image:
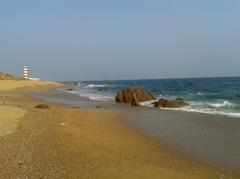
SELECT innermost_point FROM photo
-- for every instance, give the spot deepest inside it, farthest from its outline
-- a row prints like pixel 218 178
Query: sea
pixel 205 95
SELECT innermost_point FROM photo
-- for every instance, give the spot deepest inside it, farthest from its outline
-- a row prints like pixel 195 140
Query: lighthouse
pixel 25 72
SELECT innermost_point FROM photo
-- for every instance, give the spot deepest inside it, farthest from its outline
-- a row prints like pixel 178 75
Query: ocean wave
pixel 95 86
pixel 225 103
pixel 209 111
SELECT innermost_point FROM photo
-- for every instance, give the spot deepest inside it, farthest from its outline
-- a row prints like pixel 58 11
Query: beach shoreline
pixel 183 132
pixel 72 142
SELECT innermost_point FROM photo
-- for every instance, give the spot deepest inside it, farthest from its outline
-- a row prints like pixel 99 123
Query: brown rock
pixel 163 103
pixel 133 96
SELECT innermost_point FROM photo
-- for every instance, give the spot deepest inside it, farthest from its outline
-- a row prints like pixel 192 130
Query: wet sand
pixel 212 139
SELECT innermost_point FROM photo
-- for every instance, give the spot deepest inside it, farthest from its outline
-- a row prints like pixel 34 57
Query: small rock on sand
pixel 42 106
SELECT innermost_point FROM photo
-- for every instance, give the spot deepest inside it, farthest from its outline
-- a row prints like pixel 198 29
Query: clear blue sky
pixel 125 39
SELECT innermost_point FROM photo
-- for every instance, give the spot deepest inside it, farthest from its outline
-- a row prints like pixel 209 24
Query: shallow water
pixel 205 95
pixel 213 139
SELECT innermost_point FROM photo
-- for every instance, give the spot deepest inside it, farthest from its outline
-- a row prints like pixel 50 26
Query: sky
pixel 65 40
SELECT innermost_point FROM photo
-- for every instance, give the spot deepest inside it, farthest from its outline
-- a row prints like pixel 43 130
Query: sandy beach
pixel 61 142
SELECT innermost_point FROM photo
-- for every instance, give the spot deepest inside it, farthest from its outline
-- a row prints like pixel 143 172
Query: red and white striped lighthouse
pixel 25 72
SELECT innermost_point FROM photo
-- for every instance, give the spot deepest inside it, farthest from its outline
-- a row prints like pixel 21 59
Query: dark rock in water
pixel 102 89
pixel 42 106
pixel 163 103
pixel 133 96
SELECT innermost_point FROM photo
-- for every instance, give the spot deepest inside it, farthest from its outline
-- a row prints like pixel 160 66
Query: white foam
pixel 206 111
pixel 147 103
pixel 95 86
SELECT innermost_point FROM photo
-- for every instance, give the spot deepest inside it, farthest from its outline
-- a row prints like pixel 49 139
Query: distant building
pixel 25 74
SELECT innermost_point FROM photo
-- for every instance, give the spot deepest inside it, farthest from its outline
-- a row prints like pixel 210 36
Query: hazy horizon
pixel 105 40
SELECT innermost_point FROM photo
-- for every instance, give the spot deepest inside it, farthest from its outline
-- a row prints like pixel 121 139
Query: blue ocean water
pixel 206 95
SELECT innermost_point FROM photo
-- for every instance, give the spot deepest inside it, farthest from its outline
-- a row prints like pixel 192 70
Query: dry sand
pixel 75 143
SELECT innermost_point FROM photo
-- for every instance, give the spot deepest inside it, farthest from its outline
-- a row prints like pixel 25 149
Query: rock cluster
pixel 163 103
pixel 42 106
pixel 133 96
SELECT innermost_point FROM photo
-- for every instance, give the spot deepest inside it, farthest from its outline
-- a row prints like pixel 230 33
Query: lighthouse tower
pixel 25 72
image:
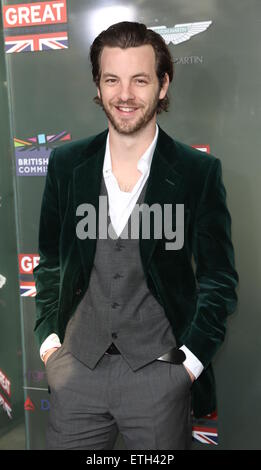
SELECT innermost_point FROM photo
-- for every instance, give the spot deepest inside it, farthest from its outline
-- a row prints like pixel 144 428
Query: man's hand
pixel 190 374
pixel 48 353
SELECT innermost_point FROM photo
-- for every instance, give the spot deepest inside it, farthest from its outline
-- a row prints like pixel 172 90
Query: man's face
pixel 123 84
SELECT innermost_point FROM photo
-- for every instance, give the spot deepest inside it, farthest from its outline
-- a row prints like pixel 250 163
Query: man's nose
pixel 126 92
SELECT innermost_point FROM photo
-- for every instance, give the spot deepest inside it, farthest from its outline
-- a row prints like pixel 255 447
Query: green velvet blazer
pixel 195 284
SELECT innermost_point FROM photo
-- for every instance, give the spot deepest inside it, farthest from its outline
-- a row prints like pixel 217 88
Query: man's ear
pixel 165 87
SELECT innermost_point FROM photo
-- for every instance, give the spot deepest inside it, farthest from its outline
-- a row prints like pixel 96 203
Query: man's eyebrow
pixel 141 74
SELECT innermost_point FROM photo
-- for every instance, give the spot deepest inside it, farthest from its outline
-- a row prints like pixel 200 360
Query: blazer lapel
pixel 162 188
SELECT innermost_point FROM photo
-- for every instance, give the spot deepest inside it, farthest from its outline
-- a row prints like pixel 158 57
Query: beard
pixel 129 126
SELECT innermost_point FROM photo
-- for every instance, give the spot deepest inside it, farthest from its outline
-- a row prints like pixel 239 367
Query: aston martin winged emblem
pixel 180 32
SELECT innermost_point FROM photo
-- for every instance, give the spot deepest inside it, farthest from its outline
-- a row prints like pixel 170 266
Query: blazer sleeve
pixel 47 272
pixel 215 268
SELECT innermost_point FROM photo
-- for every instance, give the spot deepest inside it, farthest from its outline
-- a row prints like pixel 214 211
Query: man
pixel 127 329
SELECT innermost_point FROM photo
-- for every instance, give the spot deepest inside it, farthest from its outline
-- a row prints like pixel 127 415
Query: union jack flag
pixel 205 435
pixel 205 429
pixel 36 42
pixel 27 289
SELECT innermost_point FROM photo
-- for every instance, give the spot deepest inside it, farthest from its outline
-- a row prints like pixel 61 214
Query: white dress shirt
pixel 121 204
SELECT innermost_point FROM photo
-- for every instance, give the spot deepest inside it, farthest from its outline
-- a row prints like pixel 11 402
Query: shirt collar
pixel 144 161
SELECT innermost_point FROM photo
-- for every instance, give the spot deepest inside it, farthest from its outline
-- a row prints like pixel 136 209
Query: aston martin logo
pixel 180 32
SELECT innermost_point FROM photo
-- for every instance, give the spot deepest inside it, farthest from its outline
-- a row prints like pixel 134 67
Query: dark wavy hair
pixel 131 34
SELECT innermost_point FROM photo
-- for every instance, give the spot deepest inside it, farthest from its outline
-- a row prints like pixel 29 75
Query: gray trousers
pixel 150 407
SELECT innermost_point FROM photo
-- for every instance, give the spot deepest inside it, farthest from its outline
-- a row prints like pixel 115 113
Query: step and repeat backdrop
pixel 215 107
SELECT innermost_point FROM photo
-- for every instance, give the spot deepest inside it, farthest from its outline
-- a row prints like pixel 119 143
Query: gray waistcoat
pixel 118 307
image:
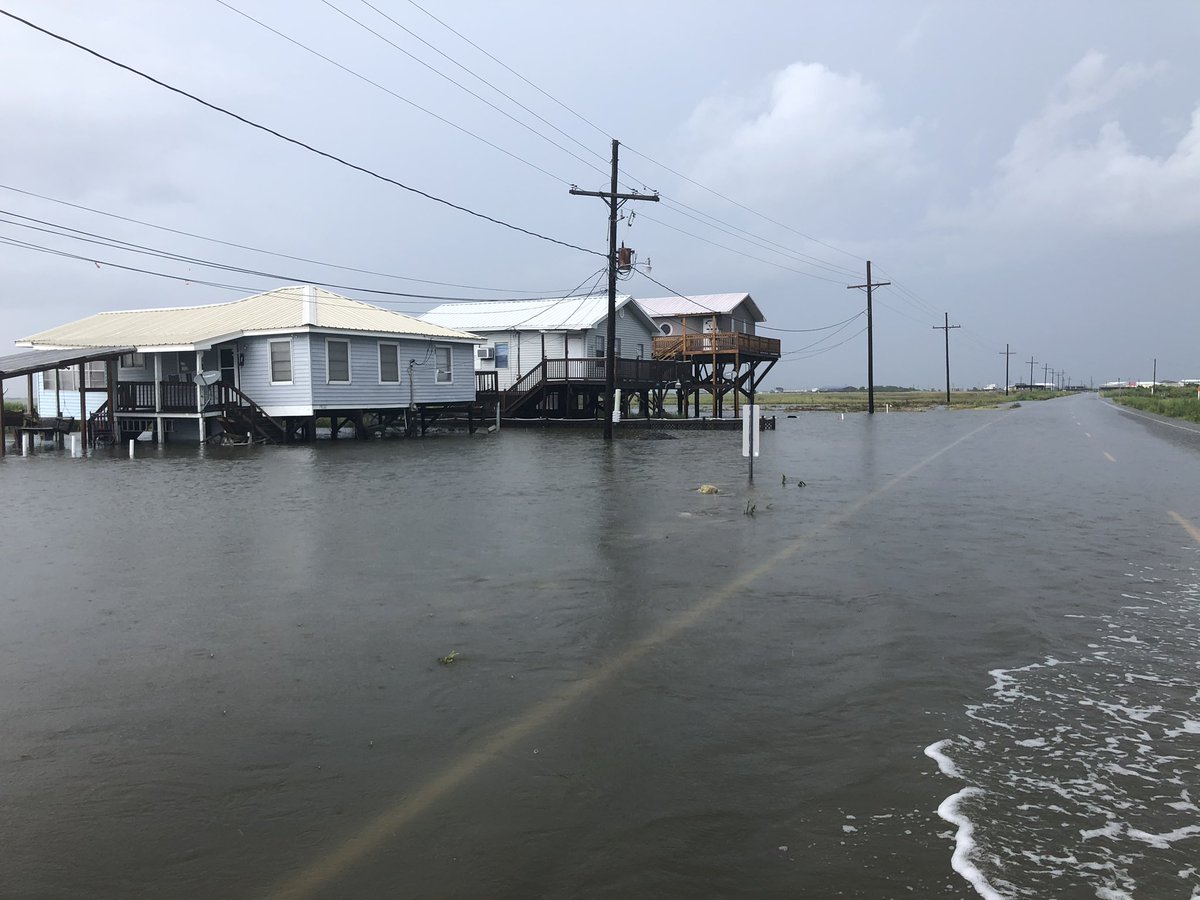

+---+

# [TO BE DONE]
Rewrite the stretch from the start of the records through the line containing "pixel 72 142", replacing "farthest from its outline" with "most distant from its edge" and leaving everything else unchanged. Omit the pictures from your answer.

# [THE COMPLETED TASK]
image:
SELECT innermost_point FROM photo
-- for every instance, give the spot deepest inside it, most distant from its edge
-- a row prints like pixel 218 178
Query: sea
pixel 205 95
SELECT innermost_point FROM photo
-- for every instance, give the spot deepest inside it, most distant from its edge
-- a row prints like pixel 195 140
Query: lighthouse
pixel 25 72
SELECT innermost_point FROM photo
-- for every instance, give the spot deepest inside it, most distant from its edge
-- a row prints like pixel 178 75
Query: ocean wave
pixel 95 86
pixel 225 103
pixel 209 111
SELECT innermost_point FROM photo
-- for every instance, give the spot deepest inside it, most distant from its edge
-- a row prints like pixel 58 11
Query: beach shoreline
pixel 183 132
pixel 72 142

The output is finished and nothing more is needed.